▸ Texte de la page:
C’est la seconde fois que les Etats-Unis se retirent de cet accord international conclu il y a dix ans, et visant à maintenir la hausse du réchauffement climatique en dessous de 2 °C, et si possible de 1,5 °C. Déjà lors de son premier mandat, Donald Trump en était sorti brièvement en 2020, avant que son successeur à la Maison-Blanche, le démocrate Joe Biden, ne réadmette son pays dès le premier jour de son mandat. Techniquement, la procédure de retrait des Etats-Unis ne devrait pas aboutir avant 2026. Ils rejoindront alors le petit groupe des pays qui ont refusé de ratifier ce traité : l’Iran, la Libye et le Yémen.
« Alors que des incendies violents attribués à la crise climatique viennent de ravager le comté de Los Angeles, cette décision est un non-sens scientifique et diplomatique. C’est un choix politique dont nous subirons collectivement les conséquences, dans une lutte où chaque dixième de degré compte », a déploré Jean-François Julliard, le directeur général de Greenpeace France, dans un communiqué.
Effet domino
« La première conséquence liée à la décision des Etats-Unis pourrait être celle d’un effet domino », observe auprès de Public Sénat François Gemenne, membre du GIEC (Groupe d’experts intergouvernemental sur l’évolution du climat), et président du Conseil scientifique de la Fondation pour la nature et l’homme. « L’Accord de Paris tient par son universalité, en contrepartie d’une absence de contraintes sur les politiques de réduction d’émissions. Donald Trump pourrait entraîner dans sa décision d’autres Etats. Je pense à l’Argentine qui a retiré ses négociateurs de la COP29 cet automne. Mais aussi au Venezuela, à la Russie voire à certains pays européens comme la Hongrie, ce qui aboutirait à un véritable schisme », alerte-t-il.

▸ Extrait de données:
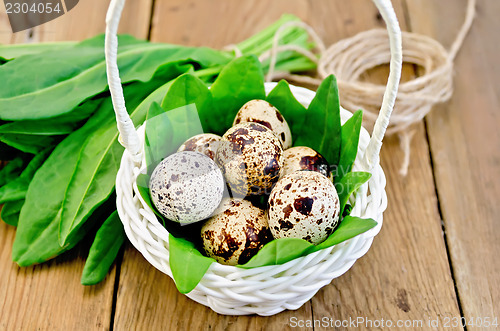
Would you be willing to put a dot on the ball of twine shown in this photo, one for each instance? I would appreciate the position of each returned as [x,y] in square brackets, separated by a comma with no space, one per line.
[349,58]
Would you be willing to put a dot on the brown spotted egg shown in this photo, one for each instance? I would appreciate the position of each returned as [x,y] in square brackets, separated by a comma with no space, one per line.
[250,156]
[236,233]
[304,158]
[186,187]
[262,112]
[205,143]
[303,204]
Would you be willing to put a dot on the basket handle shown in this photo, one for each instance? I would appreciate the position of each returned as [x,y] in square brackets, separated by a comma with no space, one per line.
[128,135]
[372,153]
[130,139]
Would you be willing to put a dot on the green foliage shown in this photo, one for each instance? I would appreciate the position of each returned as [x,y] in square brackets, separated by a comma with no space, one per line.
[107,243]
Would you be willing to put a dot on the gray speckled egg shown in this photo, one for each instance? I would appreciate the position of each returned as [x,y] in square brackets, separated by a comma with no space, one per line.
[303,204]
[205,143]
[186,187]
[236,233]
[262,112]
[304,158]
[250,156]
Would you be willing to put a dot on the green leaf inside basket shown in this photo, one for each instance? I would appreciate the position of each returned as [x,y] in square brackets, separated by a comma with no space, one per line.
[318,126]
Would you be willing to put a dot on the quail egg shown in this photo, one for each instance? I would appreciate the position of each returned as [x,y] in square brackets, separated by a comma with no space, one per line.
[186,187]
[262,112]
[303,204]
[205,143]
[304,158]
[236,232]
[250,156]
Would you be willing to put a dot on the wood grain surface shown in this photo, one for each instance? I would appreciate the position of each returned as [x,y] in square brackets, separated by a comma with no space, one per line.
[436,256]
[465,143]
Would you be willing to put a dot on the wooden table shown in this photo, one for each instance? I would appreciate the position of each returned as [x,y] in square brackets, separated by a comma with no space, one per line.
[436,258]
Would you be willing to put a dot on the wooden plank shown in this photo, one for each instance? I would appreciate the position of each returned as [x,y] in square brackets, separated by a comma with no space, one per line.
[148,299]
[49,296]
[393,280]
[86,20]
[465,145]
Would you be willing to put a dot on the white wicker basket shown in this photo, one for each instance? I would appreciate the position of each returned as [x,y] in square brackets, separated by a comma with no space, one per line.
[263,290]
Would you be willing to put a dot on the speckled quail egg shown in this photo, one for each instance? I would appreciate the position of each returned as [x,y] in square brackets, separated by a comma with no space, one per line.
[186,187]
[262,112]
[250,156]
[205,143]
[236,232]
[304,158]
[303,204]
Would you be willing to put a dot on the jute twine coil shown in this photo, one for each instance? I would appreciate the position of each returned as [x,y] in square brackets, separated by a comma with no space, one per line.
[349,58]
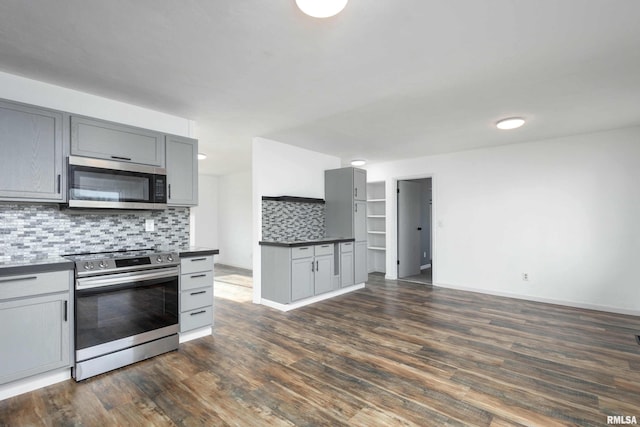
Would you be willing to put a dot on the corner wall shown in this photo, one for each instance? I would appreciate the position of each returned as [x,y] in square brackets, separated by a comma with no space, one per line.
[565,211]
[283,170]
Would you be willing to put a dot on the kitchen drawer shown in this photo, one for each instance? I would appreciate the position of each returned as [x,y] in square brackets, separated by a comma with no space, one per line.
[195,298]
[196,264]
[324,249]
[196,280]
[302,252]
[197,318]
[34,284]
[346,247]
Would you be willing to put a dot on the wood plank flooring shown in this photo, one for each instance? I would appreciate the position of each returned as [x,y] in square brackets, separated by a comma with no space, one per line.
[394,353]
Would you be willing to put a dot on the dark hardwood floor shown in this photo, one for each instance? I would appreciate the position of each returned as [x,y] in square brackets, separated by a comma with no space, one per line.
[394,353]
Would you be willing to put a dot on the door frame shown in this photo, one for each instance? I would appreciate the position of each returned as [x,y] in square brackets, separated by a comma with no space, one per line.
[392,224]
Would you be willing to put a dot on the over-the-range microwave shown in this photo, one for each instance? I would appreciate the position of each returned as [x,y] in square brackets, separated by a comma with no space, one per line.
[100,184]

▸ Consignes de travail:
1. Répondez à ces questions en vous appuyant sur le texte de la page :
(a) Quels pays ont refusé de ratifier le traité ?
(b) Qui occupe le poste de directeur général de Greenpeace France ?
(c) Quel pays a retiré ses négociateurs de la COP29 cet automne ?
2. Citez à l'identique les lignes des enregistrements, de celle qui contient « Would you be willing to put a dot on the over-the-range » jusqu'à la fin des enregistrements, ces deux limites comprises.
Le texte de la page et les enregistrements sont deux documents indépendants l'un de l'autre.

▸ Les réponses:
1.
(a) L'Iran, la Libye et le Yémen.
(b) Jean-François Julliard.
(c) L'Argentine.

2.
Would you be willing to put a dot on the over-the-range microwave shown in this photo, one for each instance? I would appreciate the position of each returned as [x,y] in square brackets, separated by a comma with no space, one per line.
[100,184]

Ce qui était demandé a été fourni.